● **WHAT THIS TASK INVOLVES**
For this exercise, return exactly the lines of the material below that begin at the one with "positive clicks: (285, 96)" and stop after the one with "84L45 87L47 69L39".

● **INFORMATION SHOWN**
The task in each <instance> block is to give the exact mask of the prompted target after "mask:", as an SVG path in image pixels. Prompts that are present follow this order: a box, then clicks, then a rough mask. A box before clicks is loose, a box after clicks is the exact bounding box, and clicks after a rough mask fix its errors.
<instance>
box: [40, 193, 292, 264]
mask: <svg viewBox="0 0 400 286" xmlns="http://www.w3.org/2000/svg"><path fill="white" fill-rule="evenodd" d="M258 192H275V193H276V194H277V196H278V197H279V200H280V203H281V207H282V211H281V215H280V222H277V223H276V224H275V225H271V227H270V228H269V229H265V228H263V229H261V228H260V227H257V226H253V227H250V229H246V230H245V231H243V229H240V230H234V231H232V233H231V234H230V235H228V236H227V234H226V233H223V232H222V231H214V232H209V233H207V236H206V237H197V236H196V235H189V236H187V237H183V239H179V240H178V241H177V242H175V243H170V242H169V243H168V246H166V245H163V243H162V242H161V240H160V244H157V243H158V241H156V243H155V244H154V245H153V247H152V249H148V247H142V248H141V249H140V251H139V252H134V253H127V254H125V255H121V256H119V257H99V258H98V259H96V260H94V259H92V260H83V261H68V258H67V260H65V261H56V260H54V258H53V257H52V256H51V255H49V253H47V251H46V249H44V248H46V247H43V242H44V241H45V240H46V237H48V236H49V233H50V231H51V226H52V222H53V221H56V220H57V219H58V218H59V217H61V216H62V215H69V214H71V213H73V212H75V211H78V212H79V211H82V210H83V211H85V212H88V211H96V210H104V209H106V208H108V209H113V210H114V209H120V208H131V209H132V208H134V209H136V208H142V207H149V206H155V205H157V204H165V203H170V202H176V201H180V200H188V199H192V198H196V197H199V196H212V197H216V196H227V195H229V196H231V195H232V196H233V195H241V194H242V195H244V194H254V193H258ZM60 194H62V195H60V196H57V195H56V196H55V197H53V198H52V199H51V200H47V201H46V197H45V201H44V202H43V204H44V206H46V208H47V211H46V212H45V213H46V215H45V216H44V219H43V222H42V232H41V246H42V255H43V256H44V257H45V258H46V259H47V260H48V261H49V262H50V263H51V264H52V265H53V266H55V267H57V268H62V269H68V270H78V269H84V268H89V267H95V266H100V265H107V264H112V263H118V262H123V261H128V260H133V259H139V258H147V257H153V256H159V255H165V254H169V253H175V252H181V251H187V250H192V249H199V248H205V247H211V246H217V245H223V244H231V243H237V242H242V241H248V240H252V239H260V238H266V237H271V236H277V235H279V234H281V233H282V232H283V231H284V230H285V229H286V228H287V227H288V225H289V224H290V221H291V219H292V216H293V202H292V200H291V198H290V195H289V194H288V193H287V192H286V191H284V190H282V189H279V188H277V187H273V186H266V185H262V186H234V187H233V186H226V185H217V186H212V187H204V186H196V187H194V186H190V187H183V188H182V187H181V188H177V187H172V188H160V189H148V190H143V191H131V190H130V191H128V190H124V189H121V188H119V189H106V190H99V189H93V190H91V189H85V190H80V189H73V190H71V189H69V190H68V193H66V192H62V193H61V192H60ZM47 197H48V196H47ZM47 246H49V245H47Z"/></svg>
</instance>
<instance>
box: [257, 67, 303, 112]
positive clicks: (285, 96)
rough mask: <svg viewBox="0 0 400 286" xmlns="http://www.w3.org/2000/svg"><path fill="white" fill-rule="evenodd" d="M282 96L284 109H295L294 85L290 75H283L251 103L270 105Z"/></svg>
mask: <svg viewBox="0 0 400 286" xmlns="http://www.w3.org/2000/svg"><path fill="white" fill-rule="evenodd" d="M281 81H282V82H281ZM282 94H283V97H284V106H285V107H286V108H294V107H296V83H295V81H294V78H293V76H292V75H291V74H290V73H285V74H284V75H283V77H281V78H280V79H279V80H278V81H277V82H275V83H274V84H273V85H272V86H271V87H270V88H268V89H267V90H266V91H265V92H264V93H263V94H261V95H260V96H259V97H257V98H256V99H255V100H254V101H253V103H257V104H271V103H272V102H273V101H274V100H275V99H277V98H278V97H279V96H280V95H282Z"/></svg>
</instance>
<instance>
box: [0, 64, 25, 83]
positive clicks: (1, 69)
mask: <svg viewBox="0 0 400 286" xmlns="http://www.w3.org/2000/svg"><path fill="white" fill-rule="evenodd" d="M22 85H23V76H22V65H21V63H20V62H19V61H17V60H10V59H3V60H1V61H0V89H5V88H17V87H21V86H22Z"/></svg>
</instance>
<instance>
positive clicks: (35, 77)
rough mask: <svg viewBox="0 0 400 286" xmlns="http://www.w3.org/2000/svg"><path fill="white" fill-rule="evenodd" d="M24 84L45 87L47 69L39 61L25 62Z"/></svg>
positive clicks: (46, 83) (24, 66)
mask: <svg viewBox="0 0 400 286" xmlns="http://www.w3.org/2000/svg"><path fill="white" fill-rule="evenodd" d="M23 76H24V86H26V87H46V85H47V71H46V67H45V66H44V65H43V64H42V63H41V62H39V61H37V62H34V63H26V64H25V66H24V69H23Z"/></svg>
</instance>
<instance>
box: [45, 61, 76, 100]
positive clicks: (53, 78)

● **ANSWER BOX**
positive clicks: (285, 96)
rough mask: <svg viewBox="0 0 400 286" xmlns="http://www.w3.org/2000/svg"><path fill="white" fill-rule="evenodd" d="M282 96L284 109H295L294 85L290 75H283L251 103L270 105Z"/></svg>
mask: <svg viewBox="0 0 400 286" xmlns="http://www.w3.org/2000/svg"><path fill="white" fill-rule="evenodd" d="M281 81H282V82H281ZM282 94H283V97H284V106H285V107H286V108H294V107H296V83H295V81H294V78H293V76H292V75H291V74H290V73H285V74H284V75H283V77H281V78H280V79H279V80H278V81H277V82H275V83H274V84H273V85H272V86H271V87H270V88H268V89H267V90H266V91H265V92H264V93H263V94H261V95H260V96H259V97H257V98H256V99H255V100H254V101H253V103H257V104H271V103H272V102H273V101H274V100H275V99H277V98H278V97H279V96H280V95H282Z"/></svg>
</instance>
<instance>
box: [0, 64, 25, 83]
positive clicks: (1, 69)
mask: <svg viewBox="0 0 400 286" xmlns="http://www.w3.org/2000/svg"><path fill="white" fill-rule="evenodd" d="M22 85H23V76H22V65H21V63H20V62H19V61H17V60H10V59H3V60H1V61H0V89H5V88H17V87H21V86H22Z"/></svg>
</instance>
<instance>
positive clicks: (35, 77)
rough mask: <svg viewBox="0 0 400 286" xmlns="http://www.w3.org/2000/svg"><path fill="white" fill-rule="evenodd" d="M24 84L45 87L47 69L39 61L25 62Z"/></svg>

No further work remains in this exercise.